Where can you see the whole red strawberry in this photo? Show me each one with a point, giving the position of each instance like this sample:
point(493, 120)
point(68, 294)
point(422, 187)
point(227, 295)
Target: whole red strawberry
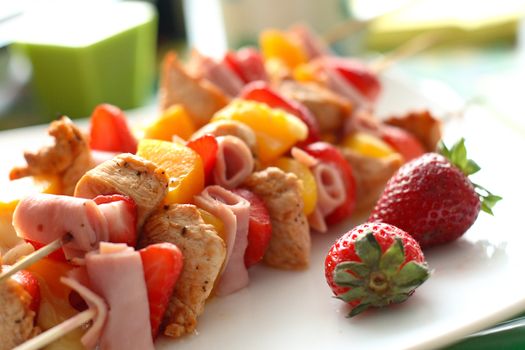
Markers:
point(374, 265)
point(432, 198)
-.-.-
* **Task objective**
Print every entry exactly; omit the pictures.

* **Task solution**
Where can you see the whole red strawberry in this photo? Show me each one with a point, giving the position of each instance like this sample:
point(493, 120)
point(68, 294)
point(422, 187)
point(227, 295)
Target: whole red strawberry
Markers:
point(374, 265)
point(432, 198)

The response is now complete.